Task item: In the cookie passage below, please rewrite the paragraph beginning "These analytics cookies" as a short bulleted list that keeps its main facts.

Passage:
= = = = =

For the PDS Sites we may use the services of a third party vendor to help us measure the effectiveness of our advertising and how visitors use the site by using web beacons or cookies as described above. The type of information we collect includes the pages visited, navigation patterns, etc. This information helps us learn things such as what product information is of most interest to our customers and what kinds of offers our customers like to see. These third party tracking devices only collect data in the aggregate. Broadly speaking the cookies on the Sites fall into three categories:
These are always enabled cookies required for site functionality. These include cookies that allow you to be remembered as you explore the site within a single session or, if you request, from session to session. They help make the search and account process run smoothly as well as assist in security issues and conforming to regulations.
These analytics cookies allow us to improve the site's functionality by anonymously tracking usage. They also help us identify PDS products that we may recommend to you. In some cases these cookies improve the speed with which we can process your request, allow us to remember site preferences you've selected and help connect you to your social networks. De-selecting these cookies may result in poorly-tailored recommendations and slow site performance. You also may not be able to share effectively with Facebook, Twitter or other social networks.
These cookies collect information to help better tailor advertising to your interests, both within and beyond Sites. The data collected is anonymous; it is not connected with any Personal Information you may have shared about yourself with PDS. De-selecting these cookies may result in seeing advertising that is not as relevant to you.

= = = = =

Data records:
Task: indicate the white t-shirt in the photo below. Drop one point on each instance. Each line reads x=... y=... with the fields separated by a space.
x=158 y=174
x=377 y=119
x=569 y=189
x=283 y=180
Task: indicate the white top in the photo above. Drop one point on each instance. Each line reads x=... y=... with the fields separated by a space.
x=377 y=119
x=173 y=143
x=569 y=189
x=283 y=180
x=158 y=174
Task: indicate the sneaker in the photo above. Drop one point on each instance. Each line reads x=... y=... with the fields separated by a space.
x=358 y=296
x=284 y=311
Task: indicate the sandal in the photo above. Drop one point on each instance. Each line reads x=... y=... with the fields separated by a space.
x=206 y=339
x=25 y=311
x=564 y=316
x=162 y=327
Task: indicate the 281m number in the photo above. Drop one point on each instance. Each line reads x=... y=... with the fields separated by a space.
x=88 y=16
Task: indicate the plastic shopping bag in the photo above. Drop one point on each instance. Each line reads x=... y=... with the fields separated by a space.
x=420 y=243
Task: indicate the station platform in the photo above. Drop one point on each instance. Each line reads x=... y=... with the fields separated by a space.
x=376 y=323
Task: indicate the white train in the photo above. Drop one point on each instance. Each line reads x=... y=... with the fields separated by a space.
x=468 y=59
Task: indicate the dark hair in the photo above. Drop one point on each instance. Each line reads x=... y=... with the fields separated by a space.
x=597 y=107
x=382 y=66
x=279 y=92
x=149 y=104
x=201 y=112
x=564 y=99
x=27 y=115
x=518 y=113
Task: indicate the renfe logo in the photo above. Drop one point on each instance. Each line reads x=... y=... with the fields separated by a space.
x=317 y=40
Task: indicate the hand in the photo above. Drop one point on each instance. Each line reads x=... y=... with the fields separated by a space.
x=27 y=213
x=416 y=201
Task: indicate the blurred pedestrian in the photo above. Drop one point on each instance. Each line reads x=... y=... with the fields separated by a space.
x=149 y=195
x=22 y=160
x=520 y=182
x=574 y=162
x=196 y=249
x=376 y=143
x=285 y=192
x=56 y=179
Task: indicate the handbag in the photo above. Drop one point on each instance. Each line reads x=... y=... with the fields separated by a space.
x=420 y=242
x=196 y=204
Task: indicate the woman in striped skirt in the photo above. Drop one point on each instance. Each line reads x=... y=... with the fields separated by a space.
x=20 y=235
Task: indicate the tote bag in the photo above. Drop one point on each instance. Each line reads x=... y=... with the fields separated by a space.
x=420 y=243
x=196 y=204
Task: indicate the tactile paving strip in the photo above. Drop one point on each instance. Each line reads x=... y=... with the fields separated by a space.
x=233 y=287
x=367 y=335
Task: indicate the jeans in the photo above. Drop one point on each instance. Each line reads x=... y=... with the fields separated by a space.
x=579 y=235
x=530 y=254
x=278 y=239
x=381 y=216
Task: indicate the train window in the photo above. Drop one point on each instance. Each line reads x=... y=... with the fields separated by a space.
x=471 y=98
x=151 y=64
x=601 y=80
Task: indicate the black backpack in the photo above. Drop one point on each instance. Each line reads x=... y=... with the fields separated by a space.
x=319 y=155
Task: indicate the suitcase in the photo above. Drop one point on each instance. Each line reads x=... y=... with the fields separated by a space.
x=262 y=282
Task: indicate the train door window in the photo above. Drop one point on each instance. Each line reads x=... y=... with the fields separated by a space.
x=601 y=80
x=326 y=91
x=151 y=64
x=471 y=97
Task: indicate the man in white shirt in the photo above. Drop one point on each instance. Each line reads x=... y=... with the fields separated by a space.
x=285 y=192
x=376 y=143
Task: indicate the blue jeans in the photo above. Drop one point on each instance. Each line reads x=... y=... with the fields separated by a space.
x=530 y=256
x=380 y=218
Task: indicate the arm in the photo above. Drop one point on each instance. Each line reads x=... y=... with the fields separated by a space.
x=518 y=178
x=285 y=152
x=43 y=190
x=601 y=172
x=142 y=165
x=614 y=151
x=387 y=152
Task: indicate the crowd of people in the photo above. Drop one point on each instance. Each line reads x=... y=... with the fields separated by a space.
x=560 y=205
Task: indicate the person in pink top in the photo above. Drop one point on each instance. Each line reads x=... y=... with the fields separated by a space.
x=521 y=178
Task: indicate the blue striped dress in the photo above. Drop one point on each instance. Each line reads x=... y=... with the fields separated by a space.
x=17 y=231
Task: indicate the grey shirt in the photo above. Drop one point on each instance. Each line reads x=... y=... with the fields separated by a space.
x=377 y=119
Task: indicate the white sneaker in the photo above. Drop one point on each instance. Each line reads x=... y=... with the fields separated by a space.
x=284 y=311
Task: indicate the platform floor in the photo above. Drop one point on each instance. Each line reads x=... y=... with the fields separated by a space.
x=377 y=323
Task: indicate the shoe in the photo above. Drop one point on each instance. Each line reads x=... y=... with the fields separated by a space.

= = = = =

Task response:
- Analytics cookies track site usage anonymously to improve how the site works.
- They help identify PDS products to recommend.
- In some cases they speed up request processing, remember chosen site preferences, and help connect to social networks.
- Turning them off may lead to poorly tailored recommendations and slow site performance.
- Turning them off may also prevent effective sharing on Facebook, Twitter, or other social networks.